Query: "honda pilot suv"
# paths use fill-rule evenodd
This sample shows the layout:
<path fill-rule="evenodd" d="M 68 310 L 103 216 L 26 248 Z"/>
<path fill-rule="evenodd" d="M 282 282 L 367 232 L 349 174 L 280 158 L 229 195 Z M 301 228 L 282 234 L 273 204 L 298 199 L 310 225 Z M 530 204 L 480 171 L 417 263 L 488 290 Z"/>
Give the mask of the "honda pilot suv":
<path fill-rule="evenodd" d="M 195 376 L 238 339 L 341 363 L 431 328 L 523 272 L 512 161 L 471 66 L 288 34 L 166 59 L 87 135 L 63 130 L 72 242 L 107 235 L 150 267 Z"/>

> WHAT THE TASK ASKS: Copy the rows above line for line, without changing anything.

> RESULT OF THIS TASK:
Query: "honda pilot suv"
# paths use fill-rule evenodd
This sample shows the layout:
<path fill-rule="evenodd" d="M 68 310 L 103 216 L 26 248 Z"/>
<path fill-rule="evenodd" d="M 282 282 L 367 232 L 349 174 L 280 158 L 229 195 Z M 301 228 L 282 234 L 273 204 L 298 199 L 310 225 Z M 530 204 L 480 171 L 417 263 L 488 290 Z"/>
Give the mask of the "honda pilot suv":
<path fill-rule="evenodd" d="M 195 376 L 238 339 L 341 363 L 431 328 L 523 272 L 512 161 L 471 66 L 288 34 L 166 59 L 87 135 L 63 130 L 72 242 L 107 235 L 150 267 Z"/>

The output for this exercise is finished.